(Stored dataset items)

================

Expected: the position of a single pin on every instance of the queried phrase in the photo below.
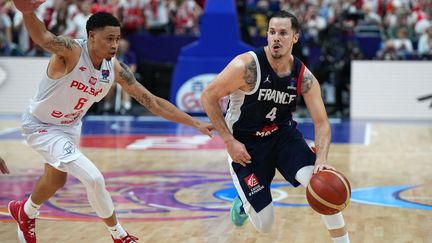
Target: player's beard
(276, 55)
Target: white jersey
(66, 100)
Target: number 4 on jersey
(272, 114)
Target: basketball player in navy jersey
(80, 72)
(258, 129)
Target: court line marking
(367, 134)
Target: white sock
(342, 239)
(127, 105)
(117, 231)
(31, 208)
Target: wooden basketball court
(171, 185)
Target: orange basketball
(328, 192)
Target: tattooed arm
(239, 74)
(154, 104)
(311, 92)
(60, 45)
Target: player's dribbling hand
(322, 166)
(27, 6)
(3, 167)
(238, 152)
(205, 128)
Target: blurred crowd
(68, 17)
(334, 32)
(402, 27)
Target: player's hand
(238, 152)
(322, 166)
(3, 167)
(27, 6)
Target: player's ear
(91, 35)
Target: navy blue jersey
(269, 106)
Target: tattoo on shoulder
(250, 74)
(144, 99)
(307, 81)
(126, 74)
(59, 43)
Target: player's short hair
(100, 20)
(285, 14)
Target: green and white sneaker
(237, 213)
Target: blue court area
(343, 131)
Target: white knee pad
(334, 221)
(264, 220)
(85, 171)
(304, 174)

================

→ **Description of the task**
Print the entries above exactly, leaving pictures out.

→ **Result of this exercise**
Expected: the position of a single pin on every instance of the queried phrase in the photo below.
Target: player's beard
(276, 55)
Target: white jersey
(66, 100)
Target: number 4 on jersey
(272, 114)
Target: basketball player in navy jersey
(80, 72)
(258, 129)
Target: court line marking
(367, 134)
Target: white sock
(342, 239)
(127, 105)
(117, 231)
(31, 208)
Target: wooden basketball court
(171, 185)
Target: orange basketball
(328, 192)
Target: tattooed arm
(239, 74)
(154, 104)
(311, 92)
(60, 45)
Target: player's dribbling hand
(322, 166)
(27, 6)
(3, 167)
(238, 152)
(205, 128)
Target: blurred crowd
(68, 17)
(334, 32)
(402, 27)
Target: player's hand
(238, 152)
(322, 166)
(3, 167)
(27, 6)
Target: player's ear
(91, 35)
Target: navy blue jersey
(269, 106)
Target: tattoo on shoulder
(250, 74)
(144, 99)
(307, 81)
(126, 74)
(59, 43)
Target: player's short hair
(100, 20)
(285, 14)
Target: green and white sneaker
(237, 213)
Target: blue court area
(343, 131)
Target: white knee pad
(334, 221)
(264, 220)
(85, 171)
(304, 174)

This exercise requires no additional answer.